# Given records
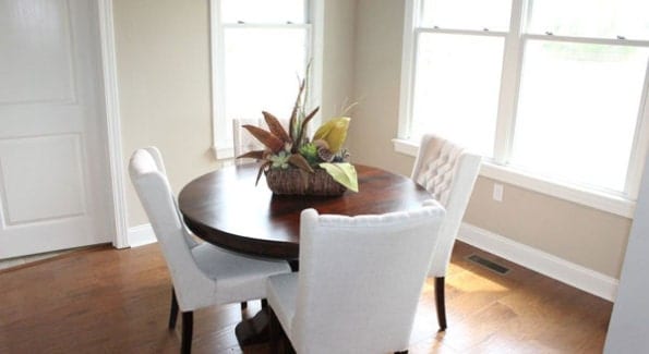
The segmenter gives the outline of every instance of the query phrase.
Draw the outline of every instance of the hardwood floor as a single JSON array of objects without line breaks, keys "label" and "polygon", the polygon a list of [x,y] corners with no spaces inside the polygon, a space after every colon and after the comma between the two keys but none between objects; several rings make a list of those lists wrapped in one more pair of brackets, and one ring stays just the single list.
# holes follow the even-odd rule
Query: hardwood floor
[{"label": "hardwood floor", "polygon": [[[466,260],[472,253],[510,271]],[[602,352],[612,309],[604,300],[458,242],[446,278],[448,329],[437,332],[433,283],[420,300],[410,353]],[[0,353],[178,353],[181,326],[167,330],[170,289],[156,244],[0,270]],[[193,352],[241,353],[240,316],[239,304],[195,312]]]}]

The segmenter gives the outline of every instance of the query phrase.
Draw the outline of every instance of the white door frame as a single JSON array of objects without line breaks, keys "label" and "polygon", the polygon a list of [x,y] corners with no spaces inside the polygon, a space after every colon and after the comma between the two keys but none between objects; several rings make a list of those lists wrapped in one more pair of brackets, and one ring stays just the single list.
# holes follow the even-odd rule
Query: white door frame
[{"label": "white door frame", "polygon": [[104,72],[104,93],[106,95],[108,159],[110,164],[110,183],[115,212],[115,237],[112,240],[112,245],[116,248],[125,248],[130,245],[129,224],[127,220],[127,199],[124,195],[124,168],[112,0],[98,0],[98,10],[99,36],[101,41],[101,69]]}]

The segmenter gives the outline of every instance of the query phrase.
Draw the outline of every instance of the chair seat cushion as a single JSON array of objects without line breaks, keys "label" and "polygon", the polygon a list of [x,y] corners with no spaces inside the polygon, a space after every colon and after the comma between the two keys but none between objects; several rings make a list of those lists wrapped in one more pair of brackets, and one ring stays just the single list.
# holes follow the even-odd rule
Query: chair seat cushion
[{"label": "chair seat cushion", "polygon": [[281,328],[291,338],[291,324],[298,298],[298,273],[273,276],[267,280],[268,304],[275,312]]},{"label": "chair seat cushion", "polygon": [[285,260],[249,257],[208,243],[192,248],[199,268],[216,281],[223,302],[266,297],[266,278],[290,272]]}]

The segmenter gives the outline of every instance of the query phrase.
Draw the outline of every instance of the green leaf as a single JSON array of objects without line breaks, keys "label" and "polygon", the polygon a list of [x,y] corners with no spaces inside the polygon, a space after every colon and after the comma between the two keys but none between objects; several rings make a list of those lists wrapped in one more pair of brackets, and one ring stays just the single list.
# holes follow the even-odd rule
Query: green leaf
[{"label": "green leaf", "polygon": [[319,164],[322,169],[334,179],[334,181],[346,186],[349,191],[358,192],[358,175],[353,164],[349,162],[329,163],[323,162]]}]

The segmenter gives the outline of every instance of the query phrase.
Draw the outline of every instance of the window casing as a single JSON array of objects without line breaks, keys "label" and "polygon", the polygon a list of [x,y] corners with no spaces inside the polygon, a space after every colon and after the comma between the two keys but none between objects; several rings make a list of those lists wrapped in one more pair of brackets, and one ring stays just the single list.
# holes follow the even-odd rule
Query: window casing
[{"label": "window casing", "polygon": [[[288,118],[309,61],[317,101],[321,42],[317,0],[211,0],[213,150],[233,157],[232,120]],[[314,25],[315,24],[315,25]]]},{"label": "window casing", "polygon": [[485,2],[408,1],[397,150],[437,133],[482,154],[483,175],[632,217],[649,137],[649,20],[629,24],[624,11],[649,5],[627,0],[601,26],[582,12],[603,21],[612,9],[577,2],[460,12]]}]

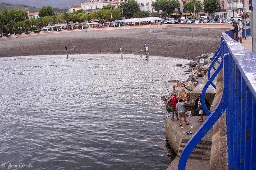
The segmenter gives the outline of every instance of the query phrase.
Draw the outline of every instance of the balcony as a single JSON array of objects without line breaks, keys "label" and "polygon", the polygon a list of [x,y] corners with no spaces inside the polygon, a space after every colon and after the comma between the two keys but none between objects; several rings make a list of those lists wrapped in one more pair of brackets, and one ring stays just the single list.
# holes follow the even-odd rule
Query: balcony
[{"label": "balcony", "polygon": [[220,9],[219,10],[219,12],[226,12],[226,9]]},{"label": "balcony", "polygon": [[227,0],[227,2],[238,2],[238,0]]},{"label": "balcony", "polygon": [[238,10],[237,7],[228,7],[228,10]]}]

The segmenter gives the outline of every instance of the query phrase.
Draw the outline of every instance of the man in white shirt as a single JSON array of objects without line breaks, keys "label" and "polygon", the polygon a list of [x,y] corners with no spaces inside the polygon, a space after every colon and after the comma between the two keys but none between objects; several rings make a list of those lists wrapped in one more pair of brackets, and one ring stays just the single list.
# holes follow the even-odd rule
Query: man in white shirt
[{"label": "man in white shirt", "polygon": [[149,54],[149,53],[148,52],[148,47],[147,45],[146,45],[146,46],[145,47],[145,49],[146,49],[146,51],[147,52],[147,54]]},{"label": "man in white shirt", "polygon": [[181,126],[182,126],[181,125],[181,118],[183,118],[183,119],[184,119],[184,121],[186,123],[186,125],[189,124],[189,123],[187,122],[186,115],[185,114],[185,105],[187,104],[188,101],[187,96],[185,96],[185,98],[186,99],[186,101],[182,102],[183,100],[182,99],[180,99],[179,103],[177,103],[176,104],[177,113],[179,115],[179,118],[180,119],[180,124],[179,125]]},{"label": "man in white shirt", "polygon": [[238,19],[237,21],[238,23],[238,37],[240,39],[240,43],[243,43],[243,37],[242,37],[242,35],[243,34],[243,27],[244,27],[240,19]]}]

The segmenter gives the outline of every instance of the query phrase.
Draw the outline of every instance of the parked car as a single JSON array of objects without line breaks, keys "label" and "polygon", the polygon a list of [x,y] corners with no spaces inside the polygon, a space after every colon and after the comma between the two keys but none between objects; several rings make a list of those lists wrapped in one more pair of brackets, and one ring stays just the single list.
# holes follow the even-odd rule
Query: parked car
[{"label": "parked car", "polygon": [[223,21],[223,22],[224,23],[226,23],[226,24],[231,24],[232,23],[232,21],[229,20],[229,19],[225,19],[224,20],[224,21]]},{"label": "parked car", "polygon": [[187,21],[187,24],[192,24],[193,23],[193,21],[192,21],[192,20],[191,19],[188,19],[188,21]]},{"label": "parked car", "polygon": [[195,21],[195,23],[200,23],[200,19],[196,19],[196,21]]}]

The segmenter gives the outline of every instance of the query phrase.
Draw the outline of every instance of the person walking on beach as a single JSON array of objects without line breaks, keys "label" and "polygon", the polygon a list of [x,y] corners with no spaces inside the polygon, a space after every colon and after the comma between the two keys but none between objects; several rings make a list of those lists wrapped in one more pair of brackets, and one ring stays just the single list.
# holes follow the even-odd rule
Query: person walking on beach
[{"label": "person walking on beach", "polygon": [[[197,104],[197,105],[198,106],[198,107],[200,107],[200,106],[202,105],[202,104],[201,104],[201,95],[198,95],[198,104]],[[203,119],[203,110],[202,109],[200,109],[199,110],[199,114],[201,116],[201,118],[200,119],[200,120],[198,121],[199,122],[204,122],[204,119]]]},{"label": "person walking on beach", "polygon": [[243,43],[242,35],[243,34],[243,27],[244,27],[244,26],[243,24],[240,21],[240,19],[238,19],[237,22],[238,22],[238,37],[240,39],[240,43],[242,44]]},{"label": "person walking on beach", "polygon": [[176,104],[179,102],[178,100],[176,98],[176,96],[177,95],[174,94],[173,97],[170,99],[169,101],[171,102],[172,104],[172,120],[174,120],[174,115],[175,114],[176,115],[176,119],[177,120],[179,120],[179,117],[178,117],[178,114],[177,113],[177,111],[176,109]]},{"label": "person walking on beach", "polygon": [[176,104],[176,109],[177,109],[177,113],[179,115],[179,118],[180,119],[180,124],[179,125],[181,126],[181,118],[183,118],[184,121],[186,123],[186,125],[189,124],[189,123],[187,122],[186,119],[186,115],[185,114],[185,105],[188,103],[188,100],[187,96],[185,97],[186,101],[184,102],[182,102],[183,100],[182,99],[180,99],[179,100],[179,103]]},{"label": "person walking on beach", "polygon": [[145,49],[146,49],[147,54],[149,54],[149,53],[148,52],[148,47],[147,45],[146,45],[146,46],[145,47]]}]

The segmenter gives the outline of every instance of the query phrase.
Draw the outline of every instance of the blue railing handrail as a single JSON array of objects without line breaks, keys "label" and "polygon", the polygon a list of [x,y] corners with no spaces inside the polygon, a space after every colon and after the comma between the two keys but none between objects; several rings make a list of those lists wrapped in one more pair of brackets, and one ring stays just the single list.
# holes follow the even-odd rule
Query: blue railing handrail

--

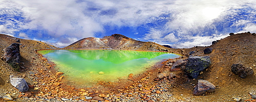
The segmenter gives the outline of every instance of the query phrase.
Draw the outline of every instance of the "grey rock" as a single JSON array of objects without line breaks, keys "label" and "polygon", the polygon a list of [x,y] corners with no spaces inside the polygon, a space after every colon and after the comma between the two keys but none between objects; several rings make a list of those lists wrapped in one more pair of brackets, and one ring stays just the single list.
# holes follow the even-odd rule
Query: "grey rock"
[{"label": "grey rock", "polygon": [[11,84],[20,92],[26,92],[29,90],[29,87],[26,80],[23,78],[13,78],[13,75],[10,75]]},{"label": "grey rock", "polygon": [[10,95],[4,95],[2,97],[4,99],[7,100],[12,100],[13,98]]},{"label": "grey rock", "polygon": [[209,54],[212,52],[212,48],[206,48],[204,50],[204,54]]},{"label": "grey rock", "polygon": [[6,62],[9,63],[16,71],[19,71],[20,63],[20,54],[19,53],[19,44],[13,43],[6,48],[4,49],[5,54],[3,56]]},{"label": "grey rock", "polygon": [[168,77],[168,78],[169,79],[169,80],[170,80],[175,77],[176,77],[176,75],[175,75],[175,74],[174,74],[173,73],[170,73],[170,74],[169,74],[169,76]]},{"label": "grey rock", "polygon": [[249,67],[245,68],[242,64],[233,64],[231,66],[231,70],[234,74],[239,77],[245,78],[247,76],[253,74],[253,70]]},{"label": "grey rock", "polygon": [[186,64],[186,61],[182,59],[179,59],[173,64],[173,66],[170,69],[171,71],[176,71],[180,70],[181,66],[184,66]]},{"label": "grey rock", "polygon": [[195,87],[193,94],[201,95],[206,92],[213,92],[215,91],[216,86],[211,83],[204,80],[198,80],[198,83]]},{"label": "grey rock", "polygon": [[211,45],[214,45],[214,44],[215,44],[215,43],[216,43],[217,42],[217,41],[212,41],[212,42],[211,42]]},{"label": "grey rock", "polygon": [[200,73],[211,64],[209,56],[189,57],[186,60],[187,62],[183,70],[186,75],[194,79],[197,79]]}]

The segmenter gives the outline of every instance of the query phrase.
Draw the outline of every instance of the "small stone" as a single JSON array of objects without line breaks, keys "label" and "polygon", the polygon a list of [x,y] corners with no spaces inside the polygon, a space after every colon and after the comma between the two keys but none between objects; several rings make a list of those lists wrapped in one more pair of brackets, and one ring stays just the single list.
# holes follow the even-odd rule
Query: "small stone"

# What you will do
List each line of the rows above that contains the string "chair". The match is case-sensitive.

# Exercise solution
Draw the outline of every instance of the chair seat cushion as a single JSON array of objects without line breaks, keys "label" and "polygon", the polygon a list of [x,y] corners with no spaces inside the polygon, a space after every colon and after the comma between the two keys but none between objects; several rings make a list of those lists wrapped in one more pair of brackets, and one ring stays just the single list.
Query: chair seat cushion
[{"label": "chair seat cushion", "polygon": [[281,328],[291,338],[291,324],[298,298],[298,273],[273,276],[267,280],[268,304],[275,312]]},{"label": "chair seat cushion", "polygon": [[285,260],[249,257],[208,243],[192,248],[199,268],[216,281],[223,302],[266,297],[266,278],[290,272]]}]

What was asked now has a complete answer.